__TEXTO EXTRAÍDO__:
Fica evidente, pelos fatos trazidos, o quanto a Literatura Surda, graças às leis relacionadas à Libras e ao oferecimento de cursos como os inspirados em Letras-Libras da UFSC, encontrou possibilidade de crescer e se tornar significativa para os sujeitos surdos. Neste contexto, é necessário que se envolvam os sujeitos surdos nos meios sociais e culturais, possibilitando então, que circulem e produzam as mãos literárias (MOURÃO, 2016) com culturas transmitidas de geração em geração pela comunidade surda. E a cultura surda presente na literatura não ficou isolada como uma ilha, mas também se misturou, mesclou-se com histórias buscadas em outras culturas, como veremos a seguir.

Contos populares no Brasil: a lenda do Curupira

Segundo Afrânio Coutinho (1981), a partir do ano de 1500, durante a colonização portuguesa no Brasil, o povo português e os povos indígenas se conheceram e criaram muitos estranhamentos, porque suas línguas eram diferentes e suas culturas totalmente diversas. Coutinho descreveu este contato como uma revolução:

Revolução tão importante que, desde o primeiro momento, havia transformado a mentalidade dos habitantes, através de mudança da sensibilidade, das motivações, interesses, reações, maneiras de ser, agir novas, tudo provocado pela nova situação histórica e geográfica. (COUTINHO, 1981, p. 10)

É fácil imaginar que, não tendo uma língua comum, a comunicação entre portugueses e indígenas acontecia por meio de gestos, apontamento de objetos, desenhos em papel, areia etc. Naquela época, muitos artistas usavam imagens para a comunicação, considerando a temporária falta de uma língua comum.

O folclorista, historiador e professor brasileiro Luís da Câmara Cascudo (2006) realizou estudos sobre o período colonial e o papel das línguas portuguesa e das várias línguas indígenas. O autor cita Sampaio (1901, p. 12, grifos do autor), o qual sustenta o seguinte:“Ao europeu, porém, ou aos seus descendentes cruzados, que realizaram as conquistas dos sertões, é que se deve a maior expansão do tupi, como língua geral, dentro das raias actuaes do Brasil.”.Tanto Cascudo (2006) como Sampaio (1901) apontam que o padre jesuíta espanhol José de Anchieta foi uma figura importante nesse período, pois começou a trabalhar com os índios e estudar sua língua 4, sendo o autor da primeira gramática da língua Tupi que se tem registro. A partir da narrativa destes, escreveu a história de Curupira, conhecido como “demônio da floresta” ou “protetor das florestas”.

__PROBLEMA A RESOLVER__: Redigite sem alterar nada o trecho do texto sobre a Literatura Surda e o Curupira que começa em "Fica evidente, pelos" e vai até "veremos a seguir.". Os registros vêm de outra fonte.

__TRECHOS DOS REGISTROS__:
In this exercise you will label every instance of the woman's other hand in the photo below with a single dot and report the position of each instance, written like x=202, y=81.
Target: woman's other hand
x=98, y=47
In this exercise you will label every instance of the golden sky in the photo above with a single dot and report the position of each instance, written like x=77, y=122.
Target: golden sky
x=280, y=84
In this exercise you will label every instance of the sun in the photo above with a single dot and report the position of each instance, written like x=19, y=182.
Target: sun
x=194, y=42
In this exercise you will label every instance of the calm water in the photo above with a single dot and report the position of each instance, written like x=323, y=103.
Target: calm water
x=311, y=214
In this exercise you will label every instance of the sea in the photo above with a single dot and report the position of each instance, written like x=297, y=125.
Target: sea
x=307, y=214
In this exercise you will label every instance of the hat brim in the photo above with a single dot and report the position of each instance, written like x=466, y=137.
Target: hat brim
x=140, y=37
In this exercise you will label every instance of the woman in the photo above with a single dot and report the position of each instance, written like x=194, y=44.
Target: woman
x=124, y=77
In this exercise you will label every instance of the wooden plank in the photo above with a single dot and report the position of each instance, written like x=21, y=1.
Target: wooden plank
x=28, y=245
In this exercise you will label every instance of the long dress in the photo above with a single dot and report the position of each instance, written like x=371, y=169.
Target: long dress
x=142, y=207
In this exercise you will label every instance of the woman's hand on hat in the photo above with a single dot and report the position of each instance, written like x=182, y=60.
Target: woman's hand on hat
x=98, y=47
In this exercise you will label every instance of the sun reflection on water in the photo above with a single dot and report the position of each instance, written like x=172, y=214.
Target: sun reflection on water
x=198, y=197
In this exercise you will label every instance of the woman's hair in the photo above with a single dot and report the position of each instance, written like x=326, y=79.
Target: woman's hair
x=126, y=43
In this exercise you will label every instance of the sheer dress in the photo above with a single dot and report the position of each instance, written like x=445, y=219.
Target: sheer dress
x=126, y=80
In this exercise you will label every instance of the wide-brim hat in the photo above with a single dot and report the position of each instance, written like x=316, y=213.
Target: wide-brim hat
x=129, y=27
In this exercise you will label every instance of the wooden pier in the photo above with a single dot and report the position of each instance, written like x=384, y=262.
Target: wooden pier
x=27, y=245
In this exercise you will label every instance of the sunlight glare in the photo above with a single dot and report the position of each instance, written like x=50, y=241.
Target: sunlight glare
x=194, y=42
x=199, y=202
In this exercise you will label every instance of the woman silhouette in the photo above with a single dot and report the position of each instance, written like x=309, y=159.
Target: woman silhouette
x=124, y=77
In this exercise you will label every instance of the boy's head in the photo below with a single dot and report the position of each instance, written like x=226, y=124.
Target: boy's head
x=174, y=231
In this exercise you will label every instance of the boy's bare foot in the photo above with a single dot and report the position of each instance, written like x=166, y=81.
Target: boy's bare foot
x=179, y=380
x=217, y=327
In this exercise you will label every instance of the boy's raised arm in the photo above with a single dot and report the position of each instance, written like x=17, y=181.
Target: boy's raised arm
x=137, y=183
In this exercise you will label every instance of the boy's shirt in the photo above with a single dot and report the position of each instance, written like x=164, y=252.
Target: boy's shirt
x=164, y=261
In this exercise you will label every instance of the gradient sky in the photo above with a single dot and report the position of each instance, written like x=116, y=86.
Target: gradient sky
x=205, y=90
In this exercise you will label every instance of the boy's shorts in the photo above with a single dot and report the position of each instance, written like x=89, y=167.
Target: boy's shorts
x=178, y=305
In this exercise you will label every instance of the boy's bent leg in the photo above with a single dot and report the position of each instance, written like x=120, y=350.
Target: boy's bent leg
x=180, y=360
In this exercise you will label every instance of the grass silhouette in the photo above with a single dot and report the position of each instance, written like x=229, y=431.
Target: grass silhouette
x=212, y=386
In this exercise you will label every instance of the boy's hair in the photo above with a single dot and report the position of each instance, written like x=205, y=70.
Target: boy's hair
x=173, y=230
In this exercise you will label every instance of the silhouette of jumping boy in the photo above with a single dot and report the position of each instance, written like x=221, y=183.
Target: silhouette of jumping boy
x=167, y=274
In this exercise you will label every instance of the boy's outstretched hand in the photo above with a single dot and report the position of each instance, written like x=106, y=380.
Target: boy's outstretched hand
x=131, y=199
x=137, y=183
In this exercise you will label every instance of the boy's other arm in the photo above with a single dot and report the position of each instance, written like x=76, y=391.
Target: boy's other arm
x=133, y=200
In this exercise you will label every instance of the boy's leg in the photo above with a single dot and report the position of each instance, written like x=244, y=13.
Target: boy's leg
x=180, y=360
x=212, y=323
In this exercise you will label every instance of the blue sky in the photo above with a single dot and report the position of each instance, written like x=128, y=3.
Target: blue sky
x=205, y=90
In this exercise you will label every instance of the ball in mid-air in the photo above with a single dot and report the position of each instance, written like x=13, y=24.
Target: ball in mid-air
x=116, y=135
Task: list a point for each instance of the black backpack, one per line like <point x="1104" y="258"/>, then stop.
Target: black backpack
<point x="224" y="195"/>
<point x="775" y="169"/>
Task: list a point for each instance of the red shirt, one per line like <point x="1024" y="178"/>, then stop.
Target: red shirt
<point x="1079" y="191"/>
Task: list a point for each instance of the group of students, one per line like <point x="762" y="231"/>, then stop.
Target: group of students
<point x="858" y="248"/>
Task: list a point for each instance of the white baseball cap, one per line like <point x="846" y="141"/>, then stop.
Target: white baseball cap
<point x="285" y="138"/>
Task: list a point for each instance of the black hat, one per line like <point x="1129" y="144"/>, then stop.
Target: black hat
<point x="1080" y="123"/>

__RESPOSTA DA TAREFA__:
Fica evidente, pelos fatos trazidos, o quanto a Literatura Surda, graças às leis relacionadas à Libras e ao oferecimento de cursos como os inspirados em Letras-Libras da UFSC, encontrou possibilidade de crescer e se tornar significativa para os sujeitos surdos. Neste contexto, é necessário que se envolvam os sujeitos surdos nos meios sociais e culturais, possibilitando então, que circulem e produzam as mãos literárias (MOURÃO, 2016) com culturas transmitidas de geração em geração pela comunidade surda. E a cultura surda presente na literatura não ficou isolada como uma ilha, mas também se misturou, mesclou-se com histórias buscadas em outras culturas, como veremos a seguir.